Carry over the stretch of the entries below from the line containing "spot lattice fence topper | bbox" through the end of the entries, keeping every line. Add 138 to each coordinate in the answer boxes, and leave the "Example output" lines unchanged.

━━━━━ Records provided ━━━━━

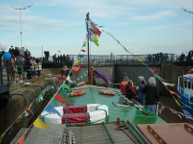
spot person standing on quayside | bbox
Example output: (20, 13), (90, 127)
(142, 77), (159, 114)
(137, 76), (146, 105)
(63, 65), (72, 87)
(15, 55), (25, 82)
(120, 76), (129, 95)
(56, 69), (66, 89)
(126, 80), (138, 99)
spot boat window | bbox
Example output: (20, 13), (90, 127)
(188, 82), (191, 89)
(178, 77), (184, 88)
(184, 81), (187, 88)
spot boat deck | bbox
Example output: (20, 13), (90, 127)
(50, 85), (166, 125)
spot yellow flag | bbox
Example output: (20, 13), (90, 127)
(33, 117), (50, 129)
(75, 60), (80, 65)
(139, 54), (146, 61)
(0, 132), (6, 144)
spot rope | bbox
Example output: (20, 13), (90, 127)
(95, 104), (109, 121)
(103, 123), (115, 144)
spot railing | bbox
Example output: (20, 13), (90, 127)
(52, 54), (177, 65)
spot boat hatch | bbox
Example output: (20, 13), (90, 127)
(137, 123), (193, 144)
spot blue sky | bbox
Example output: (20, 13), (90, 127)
(0, 0), (193, 57)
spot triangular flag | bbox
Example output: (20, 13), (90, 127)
(17, 134), (25, 144)
(145, 61), (152, 66)
(33, 117), (50, 129)
(45, 105), (62, 117)
(139, 54), (146, 62)
(169, 90), (182, 98)
(72, 66), (80, 72)
(78, 54), (85, 58)
(17, 115), (22, 122)
(91, 35), (99, 46)
(74, 60), (80, 65)
(9, 124), (13, 135)
(27, 106), (33, 115)
(54, 93), (68, 105)
(82, 42), (86, 48)
(156, 75), (166, 81)
(0, 131), (6, 144)
(62, 83), (71, 93)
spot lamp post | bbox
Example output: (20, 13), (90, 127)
(12, 0), (32, 47)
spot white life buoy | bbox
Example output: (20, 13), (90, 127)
(40, 104), (109, 124)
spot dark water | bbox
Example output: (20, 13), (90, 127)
(158, 94), (192, 123)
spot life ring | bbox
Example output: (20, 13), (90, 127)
(40, 104), (109, 124)
(99, 90), (115, 96)
(70, 90), (86, 96)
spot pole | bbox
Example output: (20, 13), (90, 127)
(86, 12), (90, 83)
(12, 0), (32, 47)
(19, 0), (23, 48)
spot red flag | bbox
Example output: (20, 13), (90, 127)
(54, 93), (68, 105)
(17, 134), (25, 144)
(72, 66), (80, 72)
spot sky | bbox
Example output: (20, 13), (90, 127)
(0, 0), (193, 57)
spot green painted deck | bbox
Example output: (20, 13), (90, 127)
(50, 86), (166, 125)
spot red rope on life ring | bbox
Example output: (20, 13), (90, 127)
(70, 90), (86, 96)
(99, 90), (115, 95)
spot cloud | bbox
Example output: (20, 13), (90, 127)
(113, 0), (192, 9)
(142, 26), (166, 30)
(0, 5), (80, 31)
(131, 10), (176, 21)
(34, 0), (133, 19)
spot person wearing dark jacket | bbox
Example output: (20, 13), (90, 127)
(126, 80), (138, 99)
(142, 77), (159, 113)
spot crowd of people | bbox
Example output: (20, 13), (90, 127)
(9, 46), (42, 82)
(120, 76), (159, 113)
(177, 50), (193, 66)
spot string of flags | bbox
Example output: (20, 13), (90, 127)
(0, 85), (54, 144)
(158, 102), (193, 121)
(73, 70), (88, 83)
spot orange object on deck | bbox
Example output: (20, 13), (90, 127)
(99, 90), (115, 95)
(70, 90), (86, 96)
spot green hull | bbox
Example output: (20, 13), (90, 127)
(50, 86), (166, 125)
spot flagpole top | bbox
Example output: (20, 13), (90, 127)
(86, 12), (90, 20)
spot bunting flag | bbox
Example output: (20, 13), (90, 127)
(88, 21), (101, 36)
(33, 117), (50, 129)
(27, 105), (33, 115)
(91, 35), (99, 46)
(17, 134), (25, 144)
(62, 83), (71, 93)
(15, 119), (19, 125)
(72, 66), (80, 72)
(74, 60), (80, 65)
(139, 54), (146, 62)
(169, 90), (182, 98)
(54, 93), (68, 105)
(87, 20), (101, 46)
(45, 105), (62, 117)
(17, 115), (22, 122)
(9, 124), (13, 135)
(145, 61), (152, 66)
(156, 75), (166, 81)
(82, 42), (86, 48)
(94, 70), (111, 83)
(78, 54), (85, 58)
(0, 131), (7, 144)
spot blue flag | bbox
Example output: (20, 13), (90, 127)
(45, 105), (62, 117)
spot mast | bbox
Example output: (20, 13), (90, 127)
(86, 12), (90, 83)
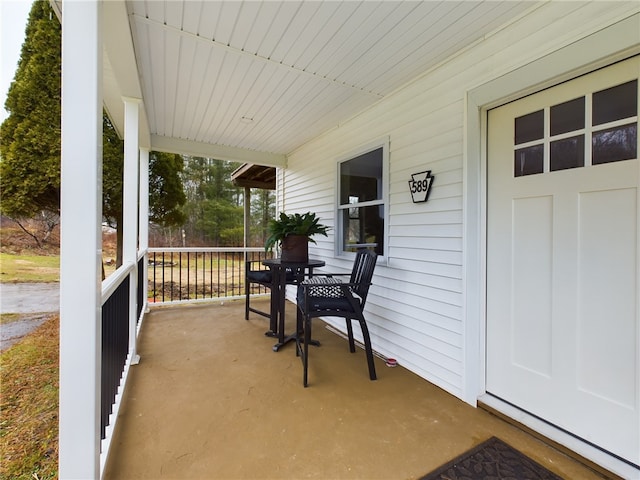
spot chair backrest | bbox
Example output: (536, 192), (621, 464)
(350, 249), (378, 307)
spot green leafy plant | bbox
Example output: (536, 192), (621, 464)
(264, 212), (330, 251)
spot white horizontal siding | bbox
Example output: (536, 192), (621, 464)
(279, 2), (632, 397)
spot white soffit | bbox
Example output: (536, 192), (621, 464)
(119, 0), (536, 159)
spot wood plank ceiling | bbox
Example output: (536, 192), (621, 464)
(127, 0), (535, 161)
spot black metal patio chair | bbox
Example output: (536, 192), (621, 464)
(296, 249), (378, 387)
(244, 260), (297, 324)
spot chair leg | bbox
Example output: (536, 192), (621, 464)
(346, 318), (356, 353)
(302, 317), (311, 387)
(358, 318), (377, 380)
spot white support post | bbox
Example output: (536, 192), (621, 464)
(122, 98), (140, 364)
(139, 148), (149, 316)
(243, 187), (251, 262)
(58, 1), (102, 479)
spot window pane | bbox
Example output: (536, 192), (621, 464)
(516, 110), (544, 145)
(342, 205), (384, 255)
(340, 148), (382, 205)
(550, 135), (584, 172)
(513, 145), (544, 177)
(592, 123), (638, 165)
(593, 80), (638, 125)
(550, 97), (584, 135)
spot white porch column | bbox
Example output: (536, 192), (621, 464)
(59, 1), (102, 479)
(138, 148), (149, 316)
(122, 98), (140, 363)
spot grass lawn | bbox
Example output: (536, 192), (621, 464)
(0, 315), (60, 480)
(0, 253), (60, 283)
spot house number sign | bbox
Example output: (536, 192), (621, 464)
(409, 170), (434, 203)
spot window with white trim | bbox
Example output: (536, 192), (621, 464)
(337, 143), (388, 255)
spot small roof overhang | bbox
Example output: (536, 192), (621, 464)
(231, 163), (276, 190)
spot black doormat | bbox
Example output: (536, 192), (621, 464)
(420, 437), (562, 480)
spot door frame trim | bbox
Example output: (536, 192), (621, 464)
(462, 13), (640, 476)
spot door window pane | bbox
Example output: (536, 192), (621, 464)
(513, 145), (544, 177)
(515, 110), (544, 145)
(591, 123), (638, 165)
(550, 135), (584, 172)
(593, 80), (638, 125)
(550, 97), (584, 135)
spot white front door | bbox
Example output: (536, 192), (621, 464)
(486, 57), (640, 465)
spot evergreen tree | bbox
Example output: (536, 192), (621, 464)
(0, 0), (61, 245)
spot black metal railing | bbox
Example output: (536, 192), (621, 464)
(136, 255), (146, 323)
(100, 274), (130, 439)
(148, 247), (272, 303)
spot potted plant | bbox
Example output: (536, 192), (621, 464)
(264, 212), (329, 263)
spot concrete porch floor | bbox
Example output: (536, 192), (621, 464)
(104, 301), (603, 480)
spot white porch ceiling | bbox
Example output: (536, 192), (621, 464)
(104, 0), (536, 166)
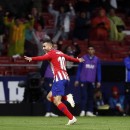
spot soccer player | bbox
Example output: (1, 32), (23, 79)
(24, 40), (84, 125)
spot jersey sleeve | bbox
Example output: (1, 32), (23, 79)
(64, 54), (79, 62)
(32, 54), (51, 61)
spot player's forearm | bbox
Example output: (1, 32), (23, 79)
(65, 55), (80, 63)
(32, 56), (49, 61)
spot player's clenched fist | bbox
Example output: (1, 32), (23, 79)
(24, 56), (32, 62)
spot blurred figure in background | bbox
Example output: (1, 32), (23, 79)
(4, 12), (34, 56)
(89, 8), (110, 40)
(109, 86), (125, 115)
(0, 5), (5, 55)
(108, 8), (125, 41)
(73, 11), (90, 40)
(75, 46), (101, 117)
(48, 0), (75, 43)
(124, 48), (130, 114)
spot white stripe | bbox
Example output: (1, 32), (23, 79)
(62, 71), (67, 79)
(58, 72), (63, 80)
(56, 75), (58, 82)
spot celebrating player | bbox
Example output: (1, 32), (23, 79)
(24, 40), (84, 125)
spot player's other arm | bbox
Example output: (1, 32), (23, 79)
(64, 54), (84, 62)
(24, 54), (51, 62)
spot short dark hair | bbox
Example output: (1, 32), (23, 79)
(42, 39), (53, 44)
(88, 45), (95, 49)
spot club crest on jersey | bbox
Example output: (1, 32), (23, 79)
(56, 51), (63, 54)
(85, 64), (94, 69)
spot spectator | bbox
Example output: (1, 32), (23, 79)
(0, 5), (5, 55)
(75, 46), (101, 116)
(32, 24), (50, 55)
(109, 86), (125, 115)
(48, 0), (75, 43)
(124, 49), (130, 114)
(108, 8), (125, 41)
(64, 42), (80, 75)
(90, 9), (110, 40)
(4, 13), (34, 56)
(94, 89), (109, 115)
(73, 11), (90, 40)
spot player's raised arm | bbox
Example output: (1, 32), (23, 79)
(24, 56), (32, 62)
(77, 57), (85, 62)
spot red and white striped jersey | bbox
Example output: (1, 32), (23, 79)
(32, 50), (79, 81)
(32, 50), (79, 81)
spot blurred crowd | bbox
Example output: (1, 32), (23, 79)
(0, 0), (130, 57)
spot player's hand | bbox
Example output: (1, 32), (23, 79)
(24, 56), (32, 62)
(97, 82), (101, 88)
(74, 81), (79, 87)
(77, 58), (85, 62)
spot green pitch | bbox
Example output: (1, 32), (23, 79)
(0, 116), (130, 130)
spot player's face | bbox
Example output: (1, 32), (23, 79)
(42, 42), (52, 53)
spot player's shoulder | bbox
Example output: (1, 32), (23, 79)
(53, 50), (64, 55)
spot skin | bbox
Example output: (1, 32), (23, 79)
(24, 42), (84, 106)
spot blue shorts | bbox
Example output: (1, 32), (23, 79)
(52, 80), (69, 96)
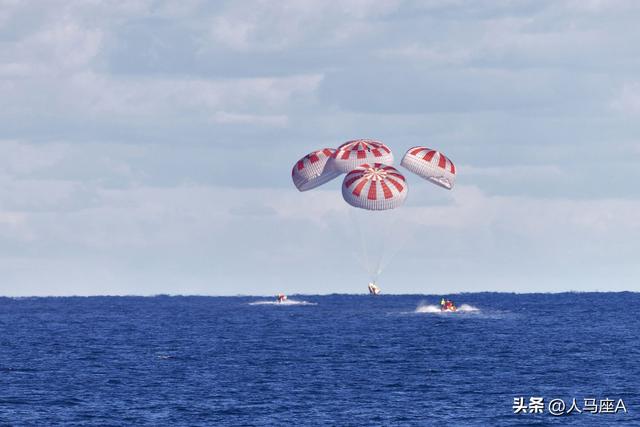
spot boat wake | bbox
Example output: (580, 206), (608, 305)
(249, 299), (318, 305)
(414, 304), (480, 314)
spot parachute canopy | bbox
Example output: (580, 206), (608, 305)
(342, 163), (407, 211)
(400, 147), (456, 190)
(330, 139), (393, 173)
(291, 148), (340, 191)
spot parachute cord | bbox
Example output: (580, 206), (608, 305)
(349, 209), (372, 276)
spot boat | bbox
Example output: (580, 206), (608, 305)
(369, 282), (380, 295)
(440, 298), (458, 311)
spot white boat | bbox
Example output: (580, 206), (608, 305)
(369, 282), (380, 295)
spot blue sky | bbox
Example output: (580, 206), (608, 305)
(0, 0), (640, 295)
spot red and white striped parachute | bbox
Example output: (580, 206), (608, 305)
(331, 139), (393, 173)
(291, 148), (340, 191)
(400, 147), (456, 190)
(342, 163), (407, 211)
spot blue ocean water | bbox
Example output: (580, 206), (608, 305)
(0, 293), (640, 426)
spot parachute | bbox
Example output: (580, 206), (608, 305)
(330, 139), (393, 173)
(342, 163), (407, 211)
(291, 148), (340, 191)
(291, 139), (456, 292)
(400, 147), (456, 190)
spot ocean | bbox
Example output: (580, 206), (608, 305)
(0, 292), (640, 426)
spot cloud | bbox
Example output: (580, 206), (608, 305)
(0, 0), (640, 294)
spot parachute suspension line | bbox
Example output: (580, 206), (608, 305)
(349, 209), (376, 281)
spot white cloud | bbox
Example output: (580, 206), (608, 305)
(611, 82), (640, 115)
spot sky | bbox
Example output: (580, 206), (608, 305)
(0, 0), (640, 296)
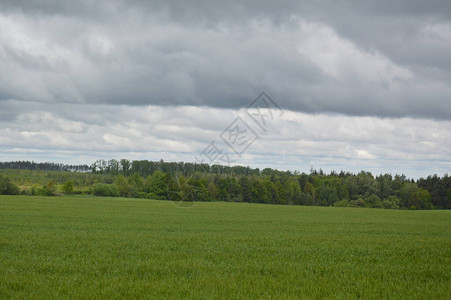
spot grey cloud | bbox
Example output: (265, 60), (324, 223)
(0, 0), (451, 119)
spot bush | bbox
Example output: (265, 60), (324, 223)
(334, 199), (349, 207)
(349, 198), (365, 207)
(63, 180), (74, 194)
(35, 186), (54, 196)
(382, 199), (393, 209)
(91, 183), (119, 197)
(0, 175), (20, 195)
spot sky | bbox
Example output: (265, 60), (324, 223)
(0, 0), (451, 178)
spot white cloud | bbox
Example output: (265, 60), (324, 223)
(0, 105), (451, 177)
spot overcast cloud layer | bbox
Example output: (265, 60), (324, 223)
(0, 0), (451, 176)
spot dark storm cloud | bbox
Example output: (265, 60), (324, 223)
(0, 0), (451, 119)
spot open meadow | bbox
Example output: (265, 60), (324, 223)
(0, 196), (451, 299)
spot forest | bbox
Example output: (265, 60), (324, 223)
(0, 159), (451, 209)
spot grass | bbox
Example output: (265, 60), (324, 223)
(0, 196), (451, 299)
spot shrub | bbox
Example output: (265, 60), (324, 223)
(63, 180), (74, 194)
(334, 199), (349, 207)
(382, 199), (393, 209)
(349, 198), (365, 207)
(0, 175), (20, 195)
(91, 183), (119, 197)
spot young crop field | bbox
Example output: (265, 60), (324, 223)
(0, 196), (451, 299)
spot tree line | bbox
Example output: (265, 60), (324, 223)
(0, 159), (451, 209)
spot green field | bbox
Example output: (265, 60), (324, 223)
(0, 196), (451, 299)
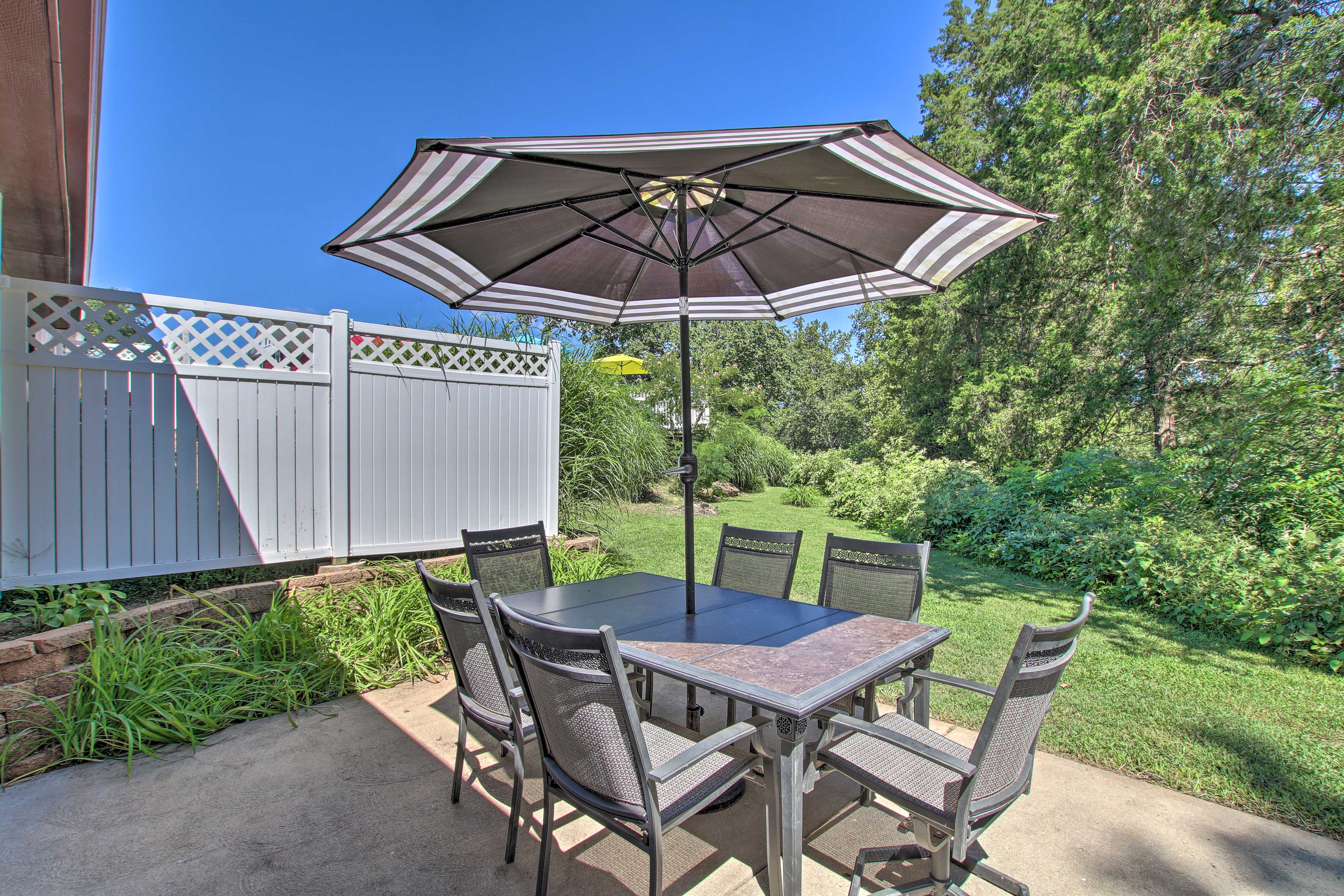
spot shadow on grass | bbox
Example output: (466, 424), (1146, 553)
(930, 552), (1297, 672)
(1184, 719), (1344, 844)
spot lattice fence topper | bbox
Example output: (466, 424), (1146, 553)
(28, 293), (321, 371)
(349, 333), (547, 376)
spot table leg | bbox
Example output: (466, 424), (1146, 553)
(685, 685), (704, 731)
(765, 756), (784, 896)
(915, 650), (933, 728)
(770, 716), (808, 896)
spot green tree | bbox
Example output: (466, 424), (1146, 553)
(856, 0), (1344, 469)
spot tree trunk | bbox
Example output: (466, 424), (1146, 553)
(1153, 375), (1176, 457)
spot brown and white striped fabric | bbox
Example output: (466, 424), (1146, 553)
(323, 121), (1048, 325)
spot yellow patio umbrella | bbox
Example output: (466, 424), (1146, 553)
(593, 355), (648, 375)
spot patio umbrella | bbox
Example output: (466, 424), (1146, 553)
(593, 355), (648, 375)
(323, 121), (1048, 614)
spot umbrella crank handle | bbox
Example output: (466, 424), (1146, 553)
(663, 454), (700, 485)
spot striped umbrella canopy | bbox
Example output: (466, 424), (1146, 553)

━━━━━

Answer to the task
spot lattice fence topper | bbox
Example output: (466, 424), (1146, 553)
(166, 431), (459, 509)
(487, 471), (685, 514)
spot table leg | bbox
Example output: (466, 424), (1146, 553)
(823, 823), (842, 869)
(903, 894), (922, 1034)
(1053, 788), (1071, 866)
(908, 854), (946, 1034)
spot green tree | bbox
Example output: (466, 424), (1146, 553)
(994, 138), (1482, 607)
spot tree trunk | bbox
Example output: (466, 424), (1146, 553)
(1291, 513), (1314, 595)
spot brown and white striped fabric | bbox
Example output: (466, 424), (1146, 553)
(461, 259), (1186, 463)
spot yellow patio umbrella | bbox
Example output: (466, 424), (1146, 553)
(731, 493), (786, 513)
spot patio umbrella | bbox
Example output: (466, 424), (1146, 553)
(731, 493), (786, 513)
(461, 259), (1186, 752)
spot umbrella crank handle | bbox
Example output: (466, 424), (1146, 553)
(801, 592), (838, 623)
spot striped umbrella canopy | bbox
Example output: (466, 424), (1146, 553)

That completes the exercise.